------ Task inputs

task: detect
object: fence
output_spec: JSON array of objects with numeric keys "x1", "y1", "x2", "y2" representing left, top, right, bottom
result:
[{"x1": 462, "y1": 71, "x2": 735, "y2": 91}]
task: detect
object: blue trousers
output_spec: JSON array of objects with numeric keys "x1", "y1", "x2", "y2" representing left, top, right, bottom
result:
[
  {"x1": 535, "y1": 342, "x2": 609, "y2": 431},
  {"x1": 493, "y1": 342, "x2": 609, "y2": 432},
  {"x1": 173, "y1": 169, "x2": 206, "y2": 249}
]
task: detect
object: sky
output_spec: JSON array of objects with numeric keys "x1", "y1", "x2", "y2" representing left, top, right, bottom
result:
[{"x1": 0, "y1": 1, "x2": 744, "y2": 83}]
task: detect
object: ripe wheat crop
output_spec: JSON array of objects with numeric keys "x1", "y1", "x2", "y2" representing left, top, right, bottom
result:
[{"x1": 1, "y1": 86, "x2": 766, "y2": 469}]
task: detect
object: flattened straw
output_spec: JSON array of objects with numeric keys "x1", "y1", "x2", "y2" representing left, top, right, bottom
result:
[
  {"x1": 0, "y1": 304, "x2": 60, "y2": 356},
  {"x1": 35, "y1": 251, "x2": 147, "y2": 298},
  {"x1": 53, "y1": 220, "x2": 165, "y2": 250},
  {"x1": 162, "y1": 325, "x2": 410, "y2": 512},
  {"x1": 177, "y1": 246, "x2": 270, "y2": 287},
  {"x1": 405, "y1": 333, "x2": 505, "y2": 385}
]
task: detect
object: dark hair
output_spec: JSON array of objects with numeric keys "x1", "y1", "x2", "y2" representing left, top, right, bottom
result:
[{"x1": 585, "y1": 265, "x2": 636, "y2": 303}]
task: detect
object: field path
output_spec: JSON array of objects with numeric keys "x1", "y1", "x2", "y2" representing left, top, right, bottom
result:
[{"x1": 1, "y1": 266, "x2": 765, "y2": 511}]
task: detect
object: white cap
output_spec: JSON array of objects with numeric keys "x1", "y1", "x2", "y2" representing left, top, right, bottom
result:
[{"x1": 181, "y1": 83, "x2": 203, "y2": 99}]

------------

• **Exercise aim**
Could you transcribe every record above exactly as it appears?

• **Task output**
task: detect
object: fence
output_spec: JSON array of objects with numeric keys "x1", "y1", "x2", "y2" representing left, top, right, bottom
result:
[{"x1": 462, "y1": 71, "x2": 735, "y2": 91}]
task: detect
object: blue trousers
output_spec: JSON array of objects with numeric keys "x1", "y1", "x2", "y2" representing left, top, right, bottom
result:
[
  {"x1": 535, "y1": 342, "x2": 609, "y2": 431},
  {"x1": 493, "y1": 342, "x2": 609, "y2": 432},
  {"x1": 173, "y1": 169, "x2": 206, "y2": 249}
]
task: detect
object: sky
output_spec: JSON array of objects with numeric keys "x1", "y1", "x2", "y2" representing left, top, right, bottom
result:
[{"x1": 0, "y1": 1, "x2": 744, "y2": 83}]
task: detect
object: ripe wheat crop
output_spec: JSON array of objects with numeric keys "x1", "y1", "x2", "y2" representing left, top, right, bottom
result:
[{"x1": 1, "y1": 86, "x2": 766, "y2": 469}]
task: detect
object: flattened straw
output_spec: JSON array of objects with numeric keys "x1", "y1", "x2", "y2" representing left, top, right, bottom
result:
[
  {"x1": 0, "y1": 304, "x2": 60, "y2": 356},
  {"x1": 35, "y1": 251, "x2": 147, "y2": 298},
  {"x1": 53, "y1": 220, "x2": 165, "y2": 250},
  {"x1": 162, "y1": 325, "x2": 410, "y2": 512},
  {"x1": 177, "y1": 246, "x2": 270, "y2": 287},
  {"x1": 405, "y1": 333, "x2": 505, "y2": 385}
]
task: detect
object: dark hair
output_spec: JSON array of objects with numeric keys "x1", "y1", "x2", "y2" representing left, top, right, bottom
result:
[{"x1": 585, "y1": 265, "x2": 636, "y2": 303}]
task: detect
object: field path
output_spec: JSON array of objects with numeric keys "x1", "y1", "x2", "y2" representing left, top, right, bottom
result:
[{"x1": 1, "y1": 266, "x2": 765, "y2": 511}]
task: detect
object: white cap
output_spec: JSON array of objects with numeric keys "x1", "y1", "x2", "y2" representing left, top, right, bottom
result:
[{"x1": 181, "y1": 83, "x2": 203, "y2": 99}]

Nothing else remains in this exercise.